Turn the lines below into a numbered list, skipping any blank lines. Leave the pictures out of your answer.

==== Information provided ====

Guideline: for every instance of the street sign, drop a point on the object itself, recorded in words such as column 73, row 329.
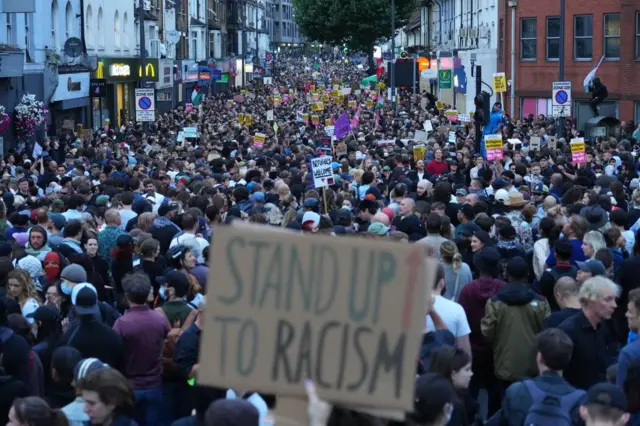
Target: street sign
column 145, row 105
column 561, row 99
column 98, row 87
column 445, row 79
column 321, row 171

====

**Correct result**.
1. Guideline: for every instance of the street sign, drop a point on the object itself, recorded in words such as column 73, row 329.
2. Target: street sign
3. column 145, row 105
4. column 561, row 99
5. column 98, row 87
6. column 445, row 79
7. column 321, row 171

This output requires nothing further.